**Extract to read**
Researchers across multiple states in the United States are working to determine the cause of a deadly respiratory disease affecting dogs. The Oregon Department of Agriculture referred to the illness as an “atypical canine infectious respiratory disease” in a news release on November 9. Symptoms of the disease include coughing, sneezing, discharge from the eyes or nose, and lethargy. Since mid-August, veterinarians in Oregon have reported over 200 cases of the illness, with additional cases reported in Colorado, Illinois, and New Hampshire.
Dr. Ryan Scholz, the Oregon State Veterinarian, stated that the reported cases seem to have a viral cause, but traditional respiratory diagnostic tests have largely been negative. According to Dr. David B. Needle, a pathologist at the New Hampshire Veterinary Diagnostic Laboratory, the disease displays similar signs to upper respiratory diseases but does not test positive for common respiratory diseases. Additionally, the disease is resistant to standard treatments. Needle suggests that fatalities are not a significant part of the disease, but some animals may develop acute and potentially fatal pneumonia as a secondary infection.
Researchers, including Dr. Needle, are actively working to identify the disease and find common DNA segments by collecting samples from local veterinary clinics and comparing the results. If the pathogen is identified, it is likely a host-adapted bacteria that has a long history of colonizing dogs. An evolutionary event, such as a spontaneous mutation or acquisition of a gene from another source, may have caused the bacteria to become virulent.
The Washington Animal Disease Diagnostic Laboratory has also reported cases of a similar canine disease. Kevin Snekvik, the laboratory’s director and a professor at the Washington State University College of Veterinary Medicine, noted an increase in dogs with respiratory disease, including symptoms like coughing, lethargy, and fever. While the Washington lab has not reported any deaths related to the disease, labs in other states have reported a few fatalities.
Dog owners are advised to exercise caution rather than worry. The Oregon Veterinary Medical Association recommends keeping dogs up-to-date on vaccinations for canine influenza, Bordetella, and parainfluenza to help maintain their health. Tips for reducing the risk of infection include reducing contact with large numbers of unknown dogs, avoiding sick dogs, keeping sick dogs at home and seeking veterinary care, and avoiding communal water bowls shared by multiple dogs.

**Activity 1**
Please reproduce the dog illness article word for word from "Researchers across multiple" to "and New Hampshire.".
**Activity 2**
Answer these questions from the dog illness article:
(a) How many cases have veterinarians in Oregon reported since mid-August?
(b) Who is the director of the Washington Animal Disease Diagnostic Laboratory?
(c) Which three vaccinations does the Oregon Veterinary Medical Association recommend keeping dogs up to date on?
Rely on the dog illness article alone.

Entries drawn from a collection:
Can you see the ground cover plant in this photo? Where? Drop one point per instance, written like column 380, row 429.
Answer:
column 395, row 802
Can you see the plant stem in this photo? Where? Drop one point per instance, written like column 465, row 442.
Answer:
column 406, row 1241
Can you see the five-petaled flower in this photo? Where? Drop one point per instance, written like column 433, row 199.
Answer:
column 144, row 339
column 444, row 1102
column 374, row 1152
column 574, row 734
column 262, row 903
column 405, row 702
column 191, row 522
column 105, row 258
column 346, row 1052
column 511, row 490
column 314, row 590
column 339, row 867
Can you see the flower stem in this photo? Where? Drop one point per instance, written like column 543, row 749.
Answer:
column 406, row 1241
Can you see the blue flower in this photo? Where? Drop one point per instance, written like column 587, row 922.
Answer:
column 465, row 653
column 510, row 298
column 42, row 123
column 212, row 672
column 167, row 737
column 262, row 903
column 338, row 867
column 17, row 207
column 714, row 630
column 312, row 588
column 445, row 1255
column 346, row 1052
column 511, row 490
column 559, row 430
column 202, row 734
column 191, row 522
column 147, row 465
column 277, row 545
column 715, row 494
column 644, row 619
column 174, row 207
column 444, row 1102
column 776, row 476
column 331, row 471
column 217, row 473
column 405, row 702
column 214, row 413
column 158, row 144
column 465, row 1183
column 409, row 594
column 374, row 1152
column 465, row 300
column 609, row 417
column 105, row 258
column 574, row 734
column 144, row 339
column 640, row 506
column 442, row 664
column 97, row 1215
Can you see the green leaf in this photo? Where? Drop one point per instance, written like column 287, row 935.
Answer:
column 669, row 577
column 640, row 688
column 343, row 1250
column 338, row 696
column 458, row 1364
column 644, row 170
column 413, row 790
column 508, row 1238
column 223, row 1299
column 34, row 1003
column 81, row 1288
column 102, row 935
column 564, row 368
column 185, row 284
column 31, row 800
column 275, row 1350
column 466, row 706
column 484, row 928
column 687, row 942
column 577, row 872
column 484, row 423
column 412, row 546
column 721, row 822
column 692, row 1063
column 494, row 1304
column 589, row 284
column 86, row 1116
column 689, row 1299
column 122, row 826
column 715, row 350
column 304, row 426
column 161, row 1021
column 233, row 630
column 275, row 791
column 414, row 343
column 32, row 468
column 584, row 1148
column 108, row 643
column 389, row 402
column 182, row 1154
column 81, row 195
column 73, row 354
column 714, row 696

**Exercise output 1**
Researchers across multiple states in the United States are working to determine the cause of a deadly respiratory disease affecting dogs. The Oregon Department of Agriculture referred to the illness as an “atypical canine infectious respiratory disease” in a news release on November 9. Symptoms of the disease include coughing, sneezing, discharge from the eyes or nose, and lethargy. Since mid-August, veterinarians in Oregon have reported over 200 cases of the illness, with additional cases reported in Colorado, Illinois, and New Hampshire.

**Exercise output 2**
(a) Over 200 cases.
(b) Kevin Snekvik.
(c) Canine influenza, Bordetella, and parainfluenza.